BRIEF: Reproduce the rows below with every occurrence of "each instance" replaced by "every instance" and all other text unchanged. Omit the pictures from your answer.

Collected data
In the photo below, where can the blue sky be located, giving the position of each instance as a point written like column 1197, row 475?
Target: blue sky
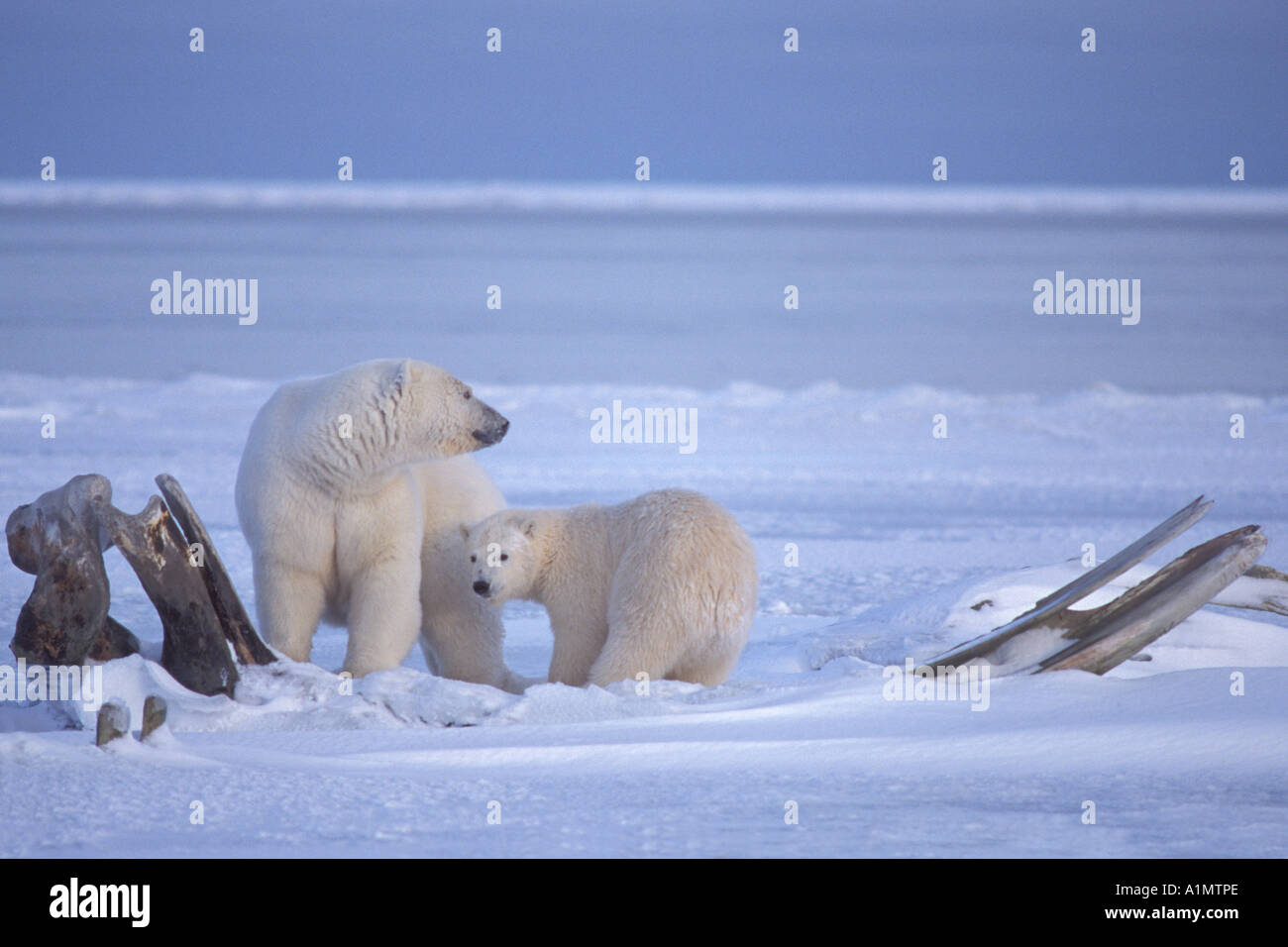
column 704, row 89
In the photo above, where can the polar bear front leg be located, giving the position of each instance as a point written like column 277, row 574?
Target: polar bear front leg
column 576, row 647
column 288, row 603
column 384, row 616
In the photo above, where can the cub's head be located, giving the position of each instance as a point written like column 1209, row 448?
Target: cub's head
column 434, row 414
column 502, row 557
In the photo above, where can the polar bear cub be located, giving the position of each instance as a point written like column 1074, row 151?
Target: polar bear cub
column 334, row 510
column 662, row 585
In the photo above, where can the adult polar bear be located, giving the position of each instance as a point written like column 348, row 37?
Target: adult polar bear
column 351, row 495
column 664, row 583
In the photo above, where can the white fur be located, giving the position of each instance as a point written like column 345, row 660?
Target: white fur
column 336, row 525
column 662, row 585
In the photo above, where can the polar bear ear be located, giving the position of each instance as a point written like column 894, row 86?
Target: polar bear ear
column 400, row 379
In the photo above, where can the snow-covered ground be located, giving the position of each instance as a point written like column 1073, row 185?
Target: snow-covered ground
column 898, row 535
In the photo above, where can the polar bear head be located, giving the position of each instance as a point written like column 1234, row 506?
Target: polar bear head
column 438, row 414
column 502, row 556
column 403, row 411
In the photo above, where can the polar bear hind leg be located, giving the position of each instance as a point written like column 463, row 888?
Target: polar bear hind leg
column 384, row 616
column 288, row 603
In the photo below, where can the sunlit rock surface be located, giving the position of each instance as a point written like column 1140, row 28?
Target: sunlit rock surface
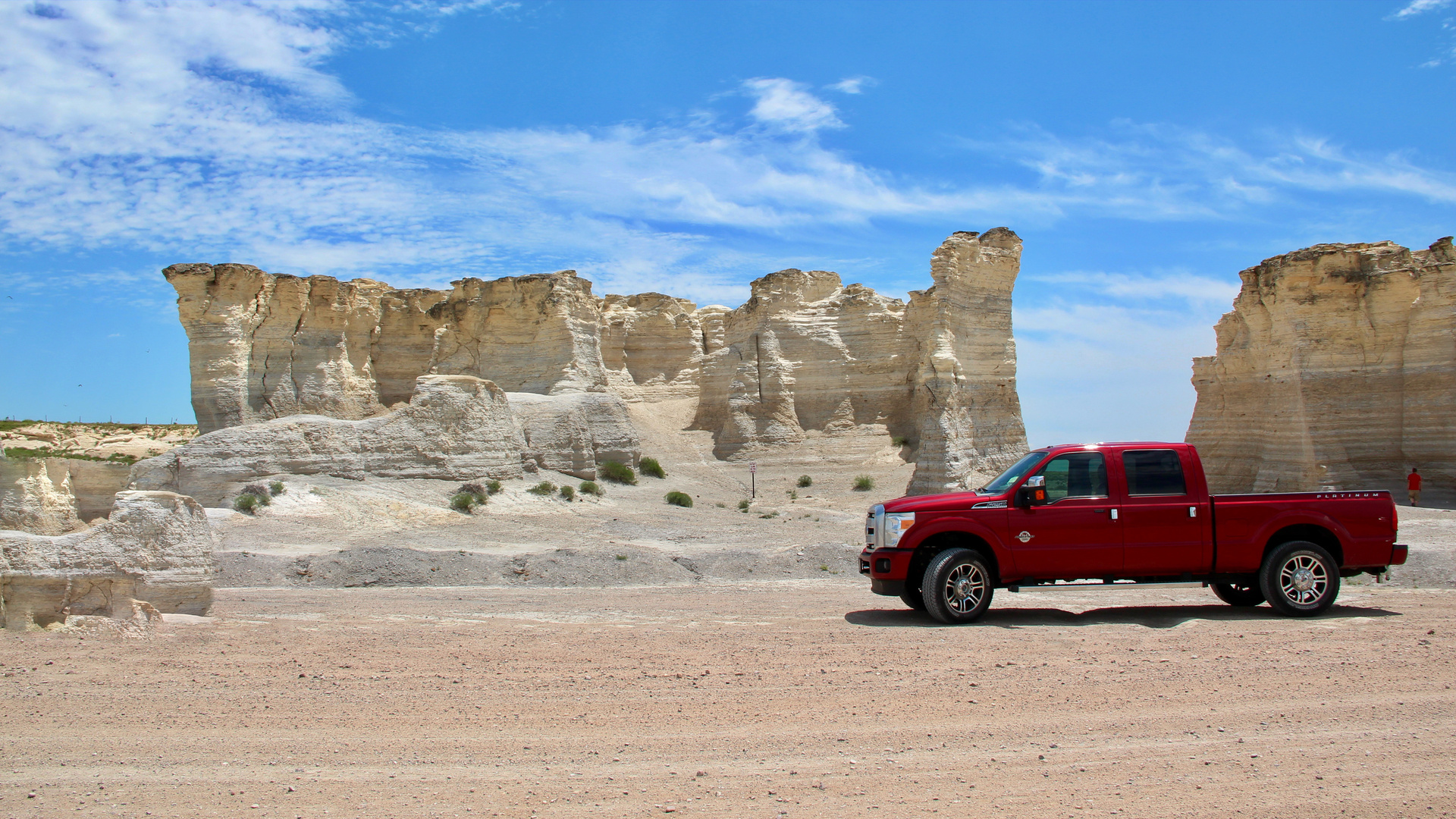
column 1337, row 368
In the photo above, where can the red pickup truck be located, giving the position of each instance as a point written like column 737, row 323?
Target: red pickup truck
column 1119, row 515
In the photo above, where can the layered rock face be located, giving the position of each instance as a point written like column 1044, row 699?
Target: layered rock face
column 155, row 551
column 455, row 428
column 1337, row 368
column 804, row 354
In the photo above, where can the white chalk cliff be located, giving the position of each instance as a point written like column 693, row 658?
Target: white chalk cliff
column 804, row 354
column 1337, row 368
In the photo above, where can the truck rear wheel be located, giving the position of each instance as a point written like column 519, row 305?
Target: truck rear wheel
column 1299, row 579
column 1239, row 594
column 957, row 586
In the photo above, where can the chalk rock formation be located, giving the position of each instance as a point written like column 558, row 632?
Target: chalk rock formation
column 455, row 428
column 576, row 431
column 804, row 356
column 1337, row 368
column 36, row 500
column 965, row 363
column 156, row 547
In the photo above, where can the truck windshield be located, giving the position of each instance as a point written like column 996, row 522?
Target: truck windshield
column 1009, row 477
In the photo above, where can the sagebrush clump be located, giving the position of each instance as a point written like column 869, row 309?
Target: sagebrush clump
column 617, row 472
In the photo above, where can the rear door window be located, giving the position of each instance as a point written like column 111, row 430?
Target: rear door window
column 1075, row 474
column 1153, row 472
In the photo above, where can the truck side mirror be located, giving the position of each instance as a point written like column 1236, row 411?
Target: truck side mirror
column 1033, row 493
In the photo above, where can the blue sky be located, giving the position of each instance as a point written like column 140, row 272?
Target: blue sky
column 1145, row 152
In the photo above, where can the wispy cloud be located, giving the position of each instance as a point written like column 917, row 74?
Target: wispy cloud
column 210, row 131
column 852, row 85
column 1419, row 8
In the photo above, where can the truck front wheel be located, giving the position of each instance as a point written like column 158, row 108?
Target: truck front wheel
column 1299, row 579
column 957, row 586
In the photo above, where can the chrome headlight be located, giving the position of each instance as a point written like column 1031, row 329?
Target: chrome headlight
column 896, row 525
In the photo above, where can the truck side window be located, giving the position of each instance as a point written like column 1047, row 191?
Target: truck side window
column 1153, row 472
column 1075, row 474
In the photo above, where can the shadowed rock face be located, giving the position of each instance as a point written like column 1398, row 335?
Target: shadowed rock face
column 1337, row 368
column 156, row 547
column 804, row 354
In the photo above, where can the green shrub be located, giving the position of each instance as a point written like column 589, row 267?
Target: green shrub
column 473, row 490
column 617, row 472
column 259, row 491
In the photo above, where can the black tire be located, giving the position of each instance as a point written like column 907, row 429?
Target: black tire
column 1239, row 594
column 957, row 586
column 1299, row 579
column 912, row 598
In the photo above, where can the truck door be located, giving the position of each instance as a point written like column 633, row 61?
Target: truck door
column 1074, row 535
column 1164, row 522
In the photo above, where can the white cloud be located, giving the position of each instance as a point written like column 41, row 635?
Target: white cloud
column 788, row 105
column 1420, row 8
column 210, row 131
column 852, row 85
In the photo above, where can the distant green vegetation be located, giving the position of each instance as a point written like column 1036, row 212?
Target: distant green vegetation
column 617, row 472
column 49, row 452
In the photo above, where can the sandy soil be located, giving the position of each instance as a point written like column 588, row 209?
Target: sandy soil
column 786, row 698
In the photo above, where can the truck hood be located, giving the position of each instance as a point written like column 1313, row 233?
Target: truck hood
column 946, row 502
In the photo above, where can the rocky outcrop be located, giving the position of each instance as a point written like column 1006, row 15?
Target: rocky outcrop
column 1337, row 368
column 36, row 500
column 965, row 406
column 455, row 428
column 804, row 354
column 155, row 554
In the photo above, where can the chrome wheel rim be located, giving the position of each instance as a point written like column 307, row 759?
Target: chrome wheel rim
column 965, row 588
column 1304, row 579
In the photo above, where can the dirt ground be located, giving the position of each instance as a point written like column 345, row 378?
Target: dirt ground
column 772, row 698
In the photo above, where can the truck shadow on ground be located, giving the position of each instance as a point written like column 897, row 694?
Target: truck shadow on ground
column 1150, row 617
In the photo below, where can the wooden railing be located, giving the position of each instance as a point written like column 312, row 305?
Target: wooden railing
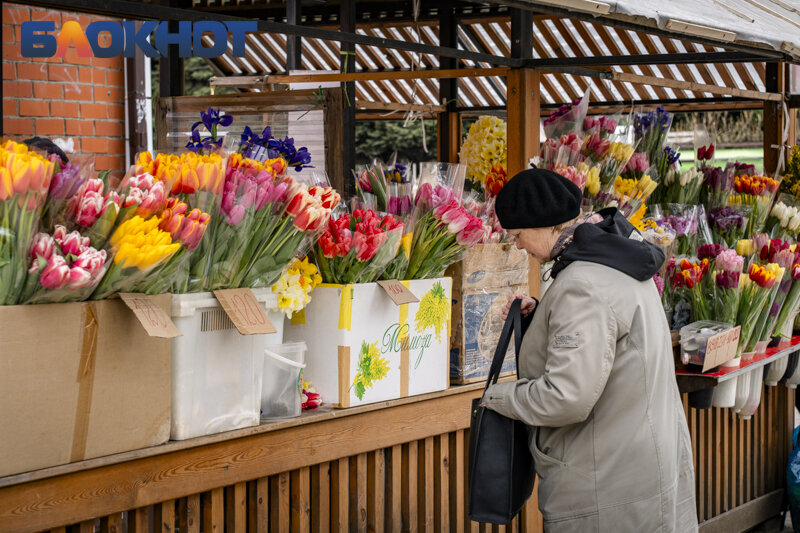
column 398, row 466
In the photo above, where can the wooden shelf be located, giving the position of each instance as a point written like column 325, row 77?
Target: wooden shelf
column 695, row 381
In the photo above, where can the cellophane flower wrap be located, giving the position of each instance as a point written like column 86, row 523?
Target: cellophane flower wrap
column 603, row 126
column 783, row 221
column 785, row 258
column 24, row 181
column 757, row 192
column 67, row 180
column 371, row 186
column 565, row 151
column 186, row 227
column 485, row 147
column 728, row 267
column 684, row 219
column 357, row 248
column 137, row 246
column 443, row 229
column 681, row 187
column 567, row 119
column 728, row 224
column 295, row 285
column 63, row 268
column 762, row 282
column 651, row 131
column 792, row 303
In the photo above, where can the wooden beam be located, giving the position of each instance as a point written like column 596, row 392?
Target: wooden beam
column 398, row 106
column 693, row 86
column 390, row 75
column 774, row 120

EXERCISE OUTPUT:
In the photo below, where can the blue sky be located, giving the position of every instance as a point written like column 1197, row 475?
Target: blue sky
column 704, row 89
In the photo above, where can the polar bear front leg be located, giving the position of every instance as a point written like column 277, row 574?
Target: polar bear front leg
column 576, row 647
column 288, row 603
column 384, row 616
In the photo above, where can the cub's head be located, giving the position of every instance as a point written like column 1209, row 448?
Target: cub's head
column 434, row 414
column 502, row 557
In the photo above, where can the polar bear cub be located, giving the position of every instance as a point written like column 1074, row 151?
Target: polar bear cub
column 334, row 510
column 662, row 585
In the photo above, where can the adult polar bear be located, giving the position of every instance as a point written like column 348, row 37?
Target: adult polar bear
column 351, row 495
column 664, row 583
In the photo above, where can the white fur be located, giving the position of every instance as a point written like column 345, row 660?
Target: white fur
column 336, row 525
column 662, row 585
In the photo above, where can the polar bear ear be located, giving the position of every instance as a point written like column 894, row 86?
Target: polar bear ear
column 400, row 379
In the photo above, where can the snow-covered ground be located, giving the position of every instance as a point written like column 1073, row 185?
Target: snow-covered ground
column 898, row 535
In the photo above, where can the polar bear head be located, giving the position of every instance as a point written like column 1234, row 506?
Target: polar bear head
column 438, row 414
column 502, row 556
column 403, row 411
In the photo above, where can the polar bear hind leg be located, giving the position of every instance as a point written like column 463, row 888?
Target: polar bear hind leg
column 384, row 616
column 288, row 603
In the photo below, where can the sunlit rock surface be located, giving the position of every instance as a point written like column 1140, row 28?
Target: sunlit rock surface
column 1337, row 368
In the photo above, where can the red pickup truck be located, giving the position of every instance as a point written like column 737, row 323?
Target: red pickup truck
column 1119, row 515
In the photo above, where can the layered rock face be located, giving the position of every instance as a point written like column 1044, row 699?
Target: layered rock face
column 155, row 551
column 455, row 428
column 1337, row 368
column 804, row 354
In the photo above, where can the white chalk cliff be located, giving the position of every instance as a point written like column 693, row 658?
Target: white chalk cliff
column 804, row 354
column 1337, row 368
In the photo above, where can the truck rear wheel be located, giving the position of every instance as a point written like column 519, row 305?
Target: truck rear wheel
column 1299, row 579
column 1239, row 594
column 957, row 586
In the photo above, where can the chalk rock formation be located, giving the position of every instance as a point written like column 558, row 632?
Target: chalk rock formation
column 455, row 428
column 576, row 431
column 804, row 356
column 1337, row 368
column 36, row 500
column 965, row 363
column 156, row 547
In the photo above, where can the truck windshield be located, giving the position of every instance as a point written like column 996, row 522?
Target: truck windshield
column 1009, row 477
In the photo above, where can the sagebrush clump be located, giving the position of every instance as a point written like column 869, row 309?
Target: sagebrush clump
column 617, row 472
In the photo above, where can the rear door window be located, giving the position of every instance as a point written like column 111, row 430?
Target: rear door window
column 1075, row 474
column 1153, row 472
In the photo above, where can the truck side mirror be located, giving the position of every instance as a point written like column 1236, row 411?
Target: truck side mirror
column 1033, row 493
In the photo above, where can the blue sky be located, giving the position of every instance as a point written like column 140, row 272?
Target: blue sky
column 1145, row 152
In the photo above, where can the wispy cloud be located, giving the position of every instance as a point written like column 917, row 74?
Target: wispy cloud
column 210, row 131
column 852, row 85
column 1419, row 8
In the photo above, where can the truck front wheel be located, giving the position of every instance as a point written like column 158, row 108?
Target: truck front wheel
column 1299, row 579
column 957, row 586
In the photo above, where can the chrome headlight be located, giving the position of every instance as a point written like column 1031, row 329?
Target: chrome headlight
column 896, row 525
In the photo above, where can the truck side window be located, giving the position of every instance as a point written like column 1047, row 191?
Target: truck side window
column 1153, row 472
column 1075, row 474
In the photo above, where can the shadowed rock face be located, giving the position of every instance as a point written like column 1398, row 335?
Target: shadowed rock face
column 1337, row 368
column 156, row 547
column 804, row 354
In the photo above, where can the green shrub be located, giving the position of every instance as a point written like column 589, row 267?
Target: green shrub
column 473, row 490
column 617, row 472
column 259, row 491
In the photo above, where can the black tire be located, giving the position of every instance as a point written like column 907, row 429?
Target: black tire
column 1239, row 594
column 957, row 586
column 1299, row 579
column 912, row 598
In the photo above, where can the truck door be located, giving the position of every instance as a point written like column 633, row 61?
Target: truck door
column 1074, row 535
column 1164, row 522
In the photo above, where can the white cloud be located, giving the position of every instance as a point written like column 41, row 635?
Target: white cloud
column 788, row 105
column 1420, row 8
column 210, row 131
column 852, row 85
In the photo above, where can the distant green vegetation be located, giving the position of every instance as a point written like column 1036, row 212?
Target: distant green vegetation
column 617, row 472
column 49, row 452
In the photo above, where can the sandy soil be located, giving the position of every instance as a point written like column 588, row 209?
Target: sandy soil
column 786, row 698
In the photo above, where can the truck hood be located, giving the position of every instance as a point written like column 1313, row 233?
Target: truck hood
column 946, row 502
In the photo above, where can the rocky outcrop be located, giving the position of every instance as a point written like column 1006, row 15?
Target: rocky outcrop
column 1337, row 368
column 36, row 500
column 965, row 406
column 455, row 428
column 804, row 354
column 155, row 554
In the photo above, where can the chrome wheel rim be located, giving the position of every instance as a point written like column 307, row 759?
Target: chrome wheel rim
column 965, row 588
column 1304, row 579
In the photo above, where can the dirt ground be located, giving the position of every instance as a point written like column 345, row 378?
Target: dirt ground
column 772, row 698
In the photo above, where can the truck shadow on ground be located, giving the position of every instance as a point written like column 897, row 694?
Target: truck shadow on ground
column 1150, row 617
In the photo below, where can the wooden railing be located, giving the position of every instance as a point written like column 312, row 305?
Target: wooden railing
column 398, row 466
In the photo above, where can the wooden shelf be located, giving the position of every instance as a point written like column 325, row 77?
Target: wooden shelf
column 695, row 381
In the photo above, where can the cellophane flower wrap be located, giving the position of every instance as a point written like column 86, row 523?
Target: cellophane flower wrap
column 603, row 126
column 783, row 221
column 785, row 258
column 24, row 181
column 757, row 192
column 67, row 180
column 371, row 186
column 565, row 151
column 186, row 227
column 485, row 147
column 728, row 267
column 684, row 219
column 357, row 248
column 137, row 246
column 443, row 229
column 681, row 187
column 567, row 119
column 728, row 224
column 295, row 285
column 63, row 268
column 762, row 282
column 651, row 131
column 792, row 303
In the photo above, where can the wooden beam be located, giving the position of every instance as a point written like column 596, row 392?
Target: wooden beam
column 398, row 106
column 693, row 86
column 390, row 75
column 774, row 120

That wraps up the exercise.